# [Okuma metni]
——————
İlim kendin bilmektir


Sen kendini bilmezsin,


Ya nice okumaktır.”


                                                                                                  Yunus Emre


“Her insan kendisinde bütün insanlık ve kâinatın sırlarını taşır. Kendi kendisini tahlil, insanı derin gerçeklere götürür.”


“Hayatın her ânı, her köşesi sonsuz güzellikler, hayret ve ürperti veren nesneler, olaylar ve insanlarla doludur.”


“Deli eder insanı bu dünya


Bu gece, bu yıldızlar, bu koku


Bu tepeden tırnağa çiçek açmış ağaç…”


                                                                                                                                                                                                                   Orhan Veli Kanık


“Dünya, yeryüzü Allah’ın sayısız güzellikleri ile doludur. Asıl san’atkâr, bu binbir güzelliği en güzel terennüm eden insandır.”


“Bir sırdan geldik, bir sırra gidiyoruz.”


“Yaşamanın hüneri, her yeni günün güzelliğini bulmaktır.”


“Mümin demek, aynaya bakan, aynada sevgilisini gören demektir.”


“Gören göz değil, gönüldür.”


“Edebi terk eden sırra vâkıf olamaz.”


“Kalp sırlarından haberdar olmayan kimsenin sözü, kalpte yer tutmaz.”


“Bugün ekilen tohumlar, yarının çiçekleridir. Her güzellik, Hakk’ın gözle görülen bir aynasıdır. Önemli olan, izâfi güzel­likten, mutlak güzelliğe giden yolu bulmaktır.”
——————
# [Ham veri]
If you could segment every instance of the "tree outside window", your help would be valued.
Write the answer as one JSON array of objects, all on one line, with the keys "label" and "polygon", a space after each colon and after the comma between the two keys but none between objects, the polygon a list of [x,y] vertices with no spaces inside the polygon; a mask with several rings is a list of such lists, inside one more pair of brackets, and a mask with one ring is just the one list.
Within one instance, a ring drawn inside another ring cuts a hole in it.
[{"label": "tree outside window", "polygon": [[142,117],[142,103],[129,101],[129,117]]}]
——————
# [Görev]
Okuma metnini baştan sona hiçbir değişiklik yapmadan geri verebilir misiniz? Yalnızca okuma metnine dayanın.

# [Nihai sonuç]
İlim kendin bilmektir


Sen kendini bilmezsin,


Ya nice okumaktır.”


                                                                                                  Yunus Emre


“Her insan kendisinde bütün insanlık ve kâinatın sırlarını taşır. Kendi kendisini tahlil, insanı derin gerçeklere götürür.”


“Hayatın her ânı, her köşesi sonsuz güzellikler, hayret ve ürperti veren nesneler, olaylar ve insanlarla doludur.”


“Deli eder insanı bu dünya


Bu gece, bu yıldızlar, bu koku


Bu tepeden tırnağa çiçek açmış ağaç…”


                                                                                                                                                                                                                   Orhan Veli Kanık


“Dünya, yeryüzü Allah’ın sayısız güzellikleri ile doludur. Asıl san’atkâr, bu binbir güzelliği en güzel terennüm eden insandır.”


“Bir sırdan geldik, bir sırra gidiyoruz.”


“Yaşamanın hüneri, her yeni günün güzelliğini bulmaktır.”


“Mümin demek, aynaya bakan, aynada sevgilisini gören demektir.”


“Gören göz değil, gönüldür.”


“Edebi terk eden sırra vâkıf olamaz.”


“Kalp sırlarından haberdar olmayan kimsenin sözü, kalpte yer tutmaz.”


“Bugün ekilen tohumlar, yarının çiçekleridir. Her güzellik, Hakk’ın gözle görülen bir aynasıdır. Önemli olan, izâfi güzel­likten, mutlak güzelliğe giden yolu bulmaktır.”